§ Dataset extract:
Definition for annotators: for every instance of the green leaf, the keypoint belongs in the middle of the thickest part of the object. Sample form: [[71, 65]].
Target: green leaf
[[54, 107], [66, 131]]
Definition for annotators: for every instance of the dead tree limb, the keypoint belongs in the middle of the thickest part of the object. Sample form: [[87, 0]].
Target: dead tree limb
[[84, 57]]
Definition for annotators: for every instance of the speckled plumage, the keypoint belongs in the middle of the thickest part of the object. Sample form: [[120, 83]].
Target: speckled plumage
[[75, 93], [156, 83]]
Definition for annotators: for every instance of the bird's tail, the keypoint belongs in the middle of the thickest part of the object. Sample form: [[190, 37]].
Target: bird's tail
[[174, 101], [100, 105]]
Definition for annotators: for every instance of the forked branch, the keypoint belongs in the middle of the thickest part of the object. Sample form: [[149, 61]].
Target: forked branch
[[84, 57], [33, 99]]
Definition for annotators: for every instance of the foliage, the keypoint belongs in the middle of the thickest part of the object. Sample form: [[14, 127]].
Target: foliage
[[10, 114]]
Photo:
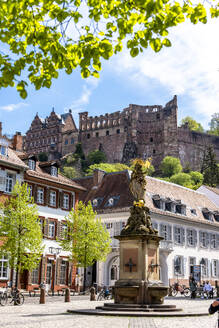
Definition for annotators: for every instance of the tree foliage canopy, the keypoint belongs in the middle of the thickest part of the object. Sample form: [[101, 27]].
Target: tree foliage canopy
[[41, 37], [192, 124], [20, 230], [170, 166], [214, 124], [88, 241]]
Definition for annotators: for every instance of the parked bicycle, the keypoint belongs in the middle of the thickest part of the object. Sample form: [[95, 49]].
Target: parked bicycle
[[105, 294], [14, 295], [177, 288]]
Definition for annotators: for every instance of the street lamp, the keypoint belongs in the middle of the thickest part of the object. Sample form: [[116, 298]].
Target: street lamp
[[55, 251]]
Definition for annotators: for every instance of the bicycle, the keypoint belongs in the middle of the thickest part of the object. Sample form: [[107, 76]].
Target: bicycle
[[16, 296], [176, 288]]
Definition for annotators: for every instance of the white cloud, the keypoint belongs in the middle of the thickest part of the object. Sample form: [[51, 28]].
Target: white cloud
[[12, 107], [78, 104], [190, 68]]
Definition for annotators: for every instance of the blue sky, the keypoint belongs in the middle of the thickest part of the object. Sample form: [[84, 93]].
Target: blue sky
[[189, 69]]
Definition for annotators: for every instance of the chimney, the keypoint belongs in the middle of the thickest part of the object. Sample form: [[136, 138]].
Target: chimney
[[17, 142], [98, 176]]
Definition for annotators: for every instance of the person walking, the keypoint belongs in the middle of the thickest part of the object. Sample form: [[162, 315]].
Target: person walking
[[193, 287]]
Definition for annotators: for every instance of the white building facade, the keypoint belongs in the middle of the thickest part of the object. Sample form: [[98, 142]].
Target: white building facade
[[186, 219]]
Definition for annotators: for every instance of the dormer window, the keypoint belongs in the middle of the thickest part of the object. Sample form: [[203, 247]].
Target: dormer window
[[54, 171], [31, 164], [207, 214]]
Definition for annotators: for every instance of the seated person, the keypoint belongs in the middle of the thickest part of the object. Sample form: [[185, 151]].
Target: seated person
[[214, 307]]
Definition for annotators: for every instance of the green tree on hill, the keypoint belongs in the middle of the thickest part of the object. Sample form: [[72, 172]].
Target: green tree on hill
[[43, 37], [214, 124], [210, 169], [192, 124]]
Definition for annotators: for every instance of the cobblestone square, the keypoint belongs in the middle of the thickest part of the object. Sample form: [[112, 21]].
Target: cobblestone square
[[53, 315]]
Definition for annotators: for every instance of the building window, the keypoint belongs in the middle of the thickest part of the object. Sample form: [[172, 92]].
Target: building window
[[214, 268], [204, 267], [192, 262], [35, 276], [178, 265], [3, 150], [64, 231], [52, 226], [30, 190], [54, 171], [9, 182], [179, 235], [166, 231], [191, 237], [66, 201], [4, 267], [40, 195], [203, 239], [63, 270], [52, 198], [213, 241]]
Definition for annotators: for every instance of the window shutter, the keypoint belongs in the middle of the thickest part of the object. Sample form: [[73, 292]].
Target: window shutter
[[58, 269], [207, 239], [2, 180], [217, 241], [175, 234], [43, 269], [200, 238], [18, 178], [184, 260], [29, 277], [35, 193], [46, 227], [169, 227], [60, 196], [59, 230], [47, 194]]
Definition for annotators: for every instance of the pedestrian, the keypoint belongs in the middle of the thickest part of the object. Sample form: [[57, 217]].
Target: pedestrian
[[208, 289], [214, 307], [193, 287]]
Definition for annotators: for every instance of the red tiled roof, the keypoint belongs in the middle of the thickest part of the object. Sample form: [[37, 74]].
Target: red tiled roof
[[60, 179], [117, 184], [13, 159]]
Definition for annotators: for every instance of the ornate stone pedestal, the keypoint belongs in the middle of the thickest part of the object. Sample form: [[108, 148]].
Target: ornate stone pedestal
[[139, 271]]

§ Short exercise: Reproduce all of the items above with "Definition for annotators" swapped for "Guideline for labelers" wherever it occurs, keeping everything else unchanged. Leave the pictures out of your answer.

§ Answer to this exercise:
Guideline for labelers: for every instance of the green leaf, the keypoint belongs in the middle of the thickest part of the object. Sample form: [[71, 65]].
Target: green leaf
[[54, 107], [66, 131]]
Guideline for labelers: for every instance of the dead tree limb, the keypoint belongs in the middle of the thickest part of the object. Sample form: [[87, 0]].
Target: dead tree limb
[[84, 57]]
Guideline for labelers: for every instance of the speckled plumage, the keypoint belongs in the middle of the thickest part of the object. Sample form: [[120, 83]].
Target: speckled plumage
[[75, 93], [156, 83]]
Guideline for labelers: for every instance of the bird's tail, the keypoint belongs in the middle of the thickest part of the object. Sample form: [[190, 37]].
Target: bird's tail
[[174, 101], [100, 105]]
Guideline for labelers: for every instance of the forked branch, the keypoint belongs in the middle of the thickest part of the object. Sample form: [[149, 61]].
Target: forked branch
[[84, 57], [33, 99]]
Guideline for labelers: for every instance of the foliage, the keypoint belongs in the middle of the thickest part of the object. Sample form: [[14, 127]].
Target: foliage
[[10, 114]]
Photo:
Guideline for labelers: for every instance of the tree foliage canopy, the keypoint belongs in the middle of the thickest part of the object. Sample form: [[101, 27]].
Target: tree foliage canopy
[[41, 37], [192, 124], [20, 230], [170, 166], [214, 124], [88, 241]]
Guideline for labelers: for every instance of the parked bicycle, the keypoint belongs in the middle of the thickest part of the object. Sample form: [[95, 49]].
Target: parked bicycle
[[105, 294], [14, 295], [177, 288]]
Guideline for labelers: for every instance of the street lamp, the keypoint belongs in the middle of the thickest part of the object. Sample form: [[116, 298]].
Target: street lamp
[[55, 251]]
Guideline for labelers: for every instance of the bicycle, the keypoint belongs in the middle of the thickest part of the object. Sample form: [[107, 76]].
Target: bicycle
[[16, 296], [176, 288]]
Guideline for labelers: for every instance of the white cloud, the keypoint belongs in the middle of the thickest part of the object. Sample form: [[51, 28]].
Target: white cloud
[[12, 107], [78, 104], [190, 68]]
Guideline for labelers: for every instance of the blue sky, the keypoint belongs in the middle of the thickest part of the object. Sample form: [[84, 93]].
Target: blue sky
[[189, 69]]
Guideline for labelers: for every instance of the chimney, the keypoint belongs in the middle of the thickest part of the object. Sample form: [[136, 138]].
Target: chimney
[[17, 142], [98, 176]]
Guideline for labelers: for every instance of the person walking, the keypoint belongs in the middle of the thickest part of the object. Sample form: [[162, 315]].
Target: person walking
[[193, 287]]
Guideline for labelers: for every instance of the white building facade, the keypoint belongs in the middle of the thickest part of the object. Sample form: [[98, 142]].
Target: white building facade
[[186, 219]]
Guideline for labelers: for every instance of the dormer window, the keypoint belongs in the middle of the thickest part of the object. Sample form: [[203, 247]].
Target: dormer window
[[54, 171], [31, 164], [207, 214]]
Guideline for labelers: for every instance of the seated person, the keypoint belongs in the middle of the thickest part of the object. Sample form: [[185, 151]].
Target: seated person
[[214, 307]]
Guideline for labelers: for every instance of the green tree on hill, the keypoint belongs in the middle of the thickest part of the object. Sample form: [[72, 172]].
Target: green tree on hill
[[43, 37], [214, 124], [210, 169], [192, 124]]
Guideline for labelers: for every instance of the cobblestone square, the keypoint belongs in the middle of the thickest part of the object. Sample form: [[112, 21]].
Target: cobblestone square
[[53, 315]]
Guideline for labelers: for every instance of the building window, the keypoint belongs in the middle of the thickest part of the object. Sample form: [[172, 92]].
Target: building window
[[214, 268], [204, 267], [192, 262], [35, 276], [178, 265], [3, 150], [64, 231], [52, 226], [30, 190], [54, 171], [9, 182], [179, 235], [166, 231], [191, 237], [66, 201], [4, 267], [40, 195], [203, 239], [63, 270], [52, 198], [213, 241]]
Guideline for labelers: for every instance of the window shutter, the keypoint belongs in the middle of the thickest part of the object. Sample form: [[73, 292]].
Target: window shutter
[[58, 269], [207, 239], [2, 180], [217, 241], [175, 234], [43, 269], [200, 238], [18, 178], [184, 260], [29, 277], [35, 193], [46, 227], [169, 227], [60, 196], [59, 230], [47, 194]]
Guideline for labelers: for every instance of the pedestrian, the keypoint belongs in the middle of the thickest part of the object. Sample form: [[57, 217]].
Target: pedestrian
[[208, 289], [214, 307], [193, 287]]
Guideline for labelers: for every instance of the red tiled roof, the keypoint belongs in the middle of the thickest part of the object. Sample form: [[37, 74]].
Target: red tiled roof
[[60, 179], [117, 184], [13, 159]]
Guideline for labelers: for every instance of the ornate stone pedestal, the keypoint belongs in the middle of the thickest part of the object. Sample form: [[108, 148]].
Target: ornate stone pedestal
[[139, 271]]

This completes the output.